## Record excerpts:
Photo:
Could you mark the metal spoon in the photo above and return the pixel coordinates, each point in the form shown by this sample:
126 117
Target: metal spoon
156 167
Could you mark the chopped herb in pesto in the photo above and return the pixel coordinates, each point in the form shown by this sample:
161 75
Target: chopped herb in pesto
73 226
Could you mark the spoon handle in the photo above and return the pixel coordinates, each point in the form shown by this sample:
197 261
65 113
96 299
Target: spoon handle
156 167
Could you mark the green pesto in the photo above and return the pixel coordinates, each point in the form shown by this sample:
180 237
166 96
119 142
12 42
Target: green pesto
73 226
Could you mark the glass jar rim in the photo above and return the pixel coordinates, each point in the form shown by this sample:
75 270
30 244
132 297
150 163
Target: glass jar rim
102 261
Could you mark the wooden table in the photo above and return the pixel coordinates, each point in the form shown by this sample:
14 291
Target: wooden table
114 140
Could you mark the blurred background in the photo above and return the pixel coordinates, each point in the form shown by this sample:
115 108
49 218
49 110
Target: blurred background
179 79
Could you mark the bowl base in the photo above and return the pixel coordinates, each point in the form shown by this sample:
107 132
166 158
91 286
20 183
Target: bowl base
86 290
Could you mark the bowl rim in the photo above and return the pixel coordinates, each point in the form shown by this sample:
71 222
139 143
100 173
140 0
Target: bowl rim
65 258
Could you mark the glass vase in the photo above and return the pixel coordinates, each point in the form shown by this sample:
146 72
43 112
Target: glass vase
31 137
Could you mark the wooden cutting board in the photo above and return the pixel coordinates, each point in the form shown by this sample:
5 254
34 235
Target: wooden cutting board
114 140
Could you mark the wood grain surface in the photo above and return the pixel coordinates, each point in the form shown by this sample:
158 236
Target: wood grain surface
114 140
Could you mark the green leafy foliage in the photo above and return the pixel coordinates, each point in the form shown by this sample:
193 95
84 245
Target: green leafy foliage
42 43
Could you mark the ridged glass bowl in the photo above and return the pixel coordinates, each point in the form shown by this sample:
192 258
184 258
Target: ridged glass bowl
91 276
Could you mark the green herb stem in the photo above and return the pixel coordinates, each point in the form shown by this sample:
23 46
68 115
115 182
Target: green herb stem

## What is needed:
Output each line of the listing in which the string "stem" is found.

## Reply:
Could you mark the green herb stem in the photo above and return the pixel coordinates, each point in the form shown by this sample:
Target: green herb stem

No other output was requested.